▶ _TASK INSTRUCTIONS_
Using the data below, count the lines that carry the string "story" and write only the count.

▶ _DATA SUPPLIED_
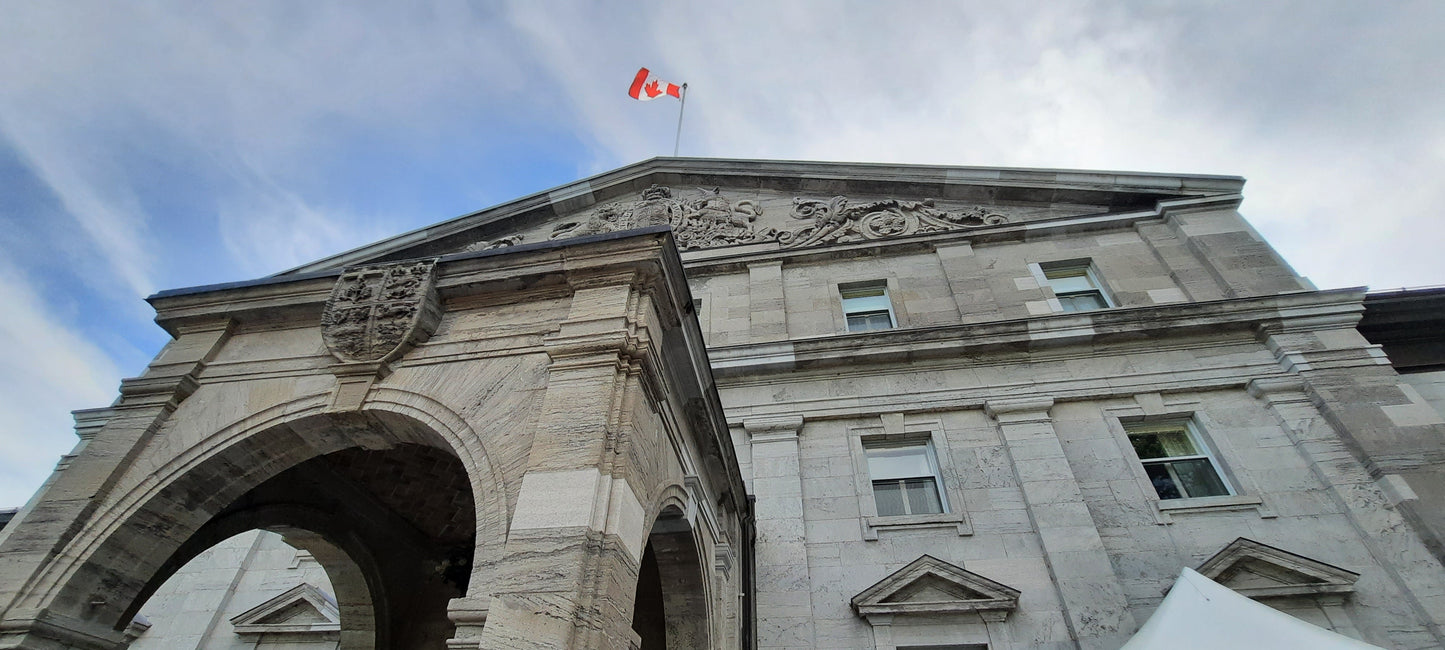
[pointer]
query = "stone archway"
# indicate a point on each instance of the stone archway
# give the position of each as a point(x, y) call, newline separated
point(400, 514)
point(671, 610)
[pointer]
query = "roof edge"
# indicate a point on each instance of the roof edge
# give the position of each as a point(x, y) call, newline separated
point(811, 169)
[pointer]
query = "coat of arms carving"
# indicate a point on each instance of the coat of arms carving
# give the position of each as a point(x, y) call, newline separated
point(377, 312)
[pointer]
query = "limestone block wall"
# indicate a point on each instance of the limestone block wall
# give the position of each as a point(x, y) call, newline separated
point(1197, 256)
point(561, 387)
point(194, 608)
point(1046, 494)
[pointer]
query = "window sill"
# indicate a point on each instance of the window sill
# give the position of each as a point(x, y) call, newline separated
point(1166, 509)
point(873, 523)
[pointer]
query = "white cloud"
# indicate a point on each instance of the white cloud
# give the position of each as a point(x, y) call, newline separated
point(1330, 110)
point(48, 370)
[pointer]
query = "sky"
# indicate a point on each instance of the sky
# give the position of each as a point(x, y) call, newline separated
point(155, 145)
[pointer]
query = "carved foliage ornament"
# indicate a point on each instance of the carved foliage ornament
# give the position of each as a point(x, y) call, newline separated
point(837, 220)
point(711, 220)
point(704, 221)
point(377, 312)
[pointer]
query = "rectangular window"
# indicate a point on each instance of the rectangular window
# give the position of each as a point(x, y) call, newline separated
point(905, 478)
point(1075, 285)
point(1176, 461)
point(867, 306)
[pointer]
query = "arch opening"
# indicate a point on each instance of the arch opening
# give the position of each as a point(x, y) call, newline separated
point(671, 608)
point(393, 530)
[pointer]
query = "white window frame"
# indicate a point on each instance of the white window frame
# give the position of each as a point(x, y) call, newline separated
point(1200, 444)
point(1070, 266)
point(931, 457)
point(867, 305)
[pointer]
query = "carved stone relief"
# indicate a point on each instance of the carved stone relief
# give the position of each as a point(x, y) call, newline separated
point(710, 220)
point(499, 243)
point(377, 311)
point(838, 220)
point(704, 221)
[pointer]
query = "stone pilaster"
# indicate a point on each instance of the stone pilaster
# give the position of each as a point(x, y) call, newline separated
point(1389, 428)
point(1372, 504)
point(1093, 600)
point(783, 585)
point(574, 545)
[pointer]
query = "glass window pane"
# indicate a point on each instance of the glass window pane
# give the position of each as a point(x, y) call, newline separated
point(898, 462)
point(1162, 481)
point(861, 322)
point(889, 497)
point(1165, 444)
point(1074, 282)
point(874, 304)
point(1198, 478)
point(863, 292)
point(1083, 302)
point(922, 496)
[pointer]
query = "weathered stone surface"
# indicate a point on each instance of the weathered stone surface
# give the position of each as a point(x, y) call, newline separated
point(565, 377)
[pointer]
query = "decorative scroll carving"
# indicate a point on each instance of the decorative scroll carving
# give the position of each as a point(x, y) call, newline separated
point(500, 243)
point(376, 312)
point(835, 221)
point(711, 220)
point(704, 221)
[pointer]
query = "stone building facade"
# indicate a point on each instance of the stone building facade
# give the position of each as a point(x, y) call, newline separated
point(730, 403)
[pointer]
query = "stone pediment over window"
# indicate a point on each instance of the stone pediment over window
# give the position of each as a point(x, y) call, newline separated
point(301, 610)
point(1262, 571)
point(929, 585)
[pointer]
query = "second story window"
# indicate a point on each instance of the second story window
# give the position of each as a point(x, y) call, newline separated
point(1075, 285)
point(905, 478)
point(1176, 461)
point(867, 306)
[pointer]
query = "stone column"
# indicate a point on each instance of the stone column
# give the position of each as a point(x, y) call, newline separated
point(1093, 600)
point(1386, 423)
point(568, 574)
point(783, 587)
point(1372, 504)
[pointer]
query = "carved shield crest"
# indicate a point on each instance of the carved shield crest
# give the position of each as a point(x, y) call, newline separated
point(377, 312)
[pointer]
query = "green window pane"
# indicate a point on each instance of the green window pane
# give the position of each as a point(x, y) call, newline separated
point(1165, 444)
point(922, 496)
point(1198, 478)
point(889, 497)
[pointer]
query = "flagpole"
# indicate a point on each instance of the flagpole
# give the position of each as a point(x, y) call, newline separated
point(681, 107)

---

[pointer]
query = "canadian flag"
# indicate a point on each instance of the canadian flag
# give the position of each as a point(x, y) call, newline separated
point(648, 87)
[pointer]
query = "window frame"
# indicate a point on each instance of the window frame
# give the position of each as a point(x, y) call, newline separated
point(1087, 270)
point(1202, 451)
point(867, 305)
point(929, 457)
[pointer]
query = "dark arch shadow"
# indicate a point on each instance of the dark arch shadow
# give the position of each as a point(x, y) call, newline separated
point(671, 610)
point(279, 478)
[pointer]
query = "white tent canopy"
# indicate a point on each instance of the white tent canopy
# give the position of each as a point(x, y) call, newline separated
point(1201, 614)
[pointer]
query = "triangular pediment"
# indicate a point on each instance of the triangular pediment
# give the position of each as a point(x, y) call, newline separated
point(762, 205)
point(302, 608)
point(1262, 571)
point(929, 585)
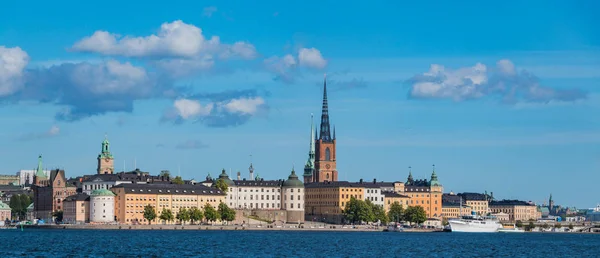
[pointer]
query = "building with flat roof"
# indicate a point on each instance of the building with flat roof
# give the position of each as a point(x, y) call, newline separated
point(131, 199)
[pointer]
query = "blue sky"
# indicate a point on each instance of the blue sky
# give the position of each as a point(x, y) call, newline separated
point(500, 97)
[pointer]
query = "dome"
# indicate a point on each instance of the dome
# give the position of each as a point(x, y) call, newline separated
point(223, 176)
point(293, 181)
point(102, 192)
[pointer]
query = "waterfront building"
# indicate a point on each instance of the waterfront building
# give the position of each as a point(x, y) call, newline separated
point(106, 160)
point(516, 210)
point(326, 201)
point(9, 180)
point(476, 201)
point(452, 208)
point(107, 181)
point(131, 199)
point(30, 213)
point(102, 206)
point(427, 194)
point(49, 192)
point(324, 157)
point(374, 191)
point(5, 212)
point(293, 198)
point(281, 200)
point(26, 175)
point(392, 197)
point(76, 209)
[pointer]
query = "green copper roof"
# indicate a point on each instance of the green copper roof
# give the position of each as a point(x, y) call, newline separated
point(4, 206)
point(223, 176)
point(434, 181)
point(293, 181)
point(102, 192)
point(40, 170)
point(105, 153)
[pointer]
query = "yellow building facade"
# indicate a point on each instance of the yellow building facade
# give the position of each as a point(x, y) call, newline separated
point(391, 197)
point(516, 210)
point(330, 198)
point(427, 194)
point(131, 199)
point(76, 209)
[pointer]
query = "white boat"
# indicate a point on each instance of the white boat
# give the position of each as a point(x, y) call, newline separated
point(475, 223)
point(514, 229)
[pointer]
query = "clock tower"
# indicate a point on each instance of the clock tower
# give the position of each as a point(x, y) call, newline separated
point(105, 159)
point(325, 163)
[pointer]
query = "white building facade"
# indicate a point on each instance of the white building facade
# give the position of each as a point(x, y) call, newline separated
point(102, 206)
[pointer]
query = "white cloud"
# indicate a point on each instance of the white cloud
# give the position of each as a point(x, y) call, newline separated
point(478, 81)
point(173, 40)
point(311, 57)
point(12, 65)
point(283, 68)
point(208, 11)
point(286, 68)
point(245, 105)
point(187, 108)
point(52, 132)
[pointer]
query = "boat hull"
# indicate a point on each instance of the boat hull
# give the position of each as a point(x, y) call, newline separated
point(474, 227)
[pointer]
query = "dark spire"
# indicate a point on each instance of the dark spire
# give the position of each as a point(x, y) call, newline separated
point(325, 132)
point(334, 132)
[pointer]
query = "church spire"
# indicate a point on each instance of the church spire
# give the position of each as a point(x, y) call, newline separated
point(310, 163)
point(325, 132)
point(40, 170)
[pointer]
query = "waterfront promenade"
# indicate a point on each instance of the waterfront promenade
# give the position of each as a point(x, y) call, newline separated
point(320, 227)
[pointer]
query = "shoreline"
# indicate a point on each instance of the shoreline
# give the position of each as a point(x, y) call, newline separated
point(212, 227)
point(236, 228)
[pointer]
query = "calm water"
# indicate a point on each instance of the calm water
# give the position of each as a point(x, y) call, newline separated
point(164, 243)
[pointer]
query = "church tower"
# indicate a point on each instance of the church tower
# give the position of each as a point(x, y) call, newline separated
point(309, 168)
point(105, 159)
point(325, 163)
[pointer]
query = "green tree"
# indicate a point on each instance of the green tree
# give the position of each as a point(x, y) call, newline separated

▶ _TASK RESPONSE_
2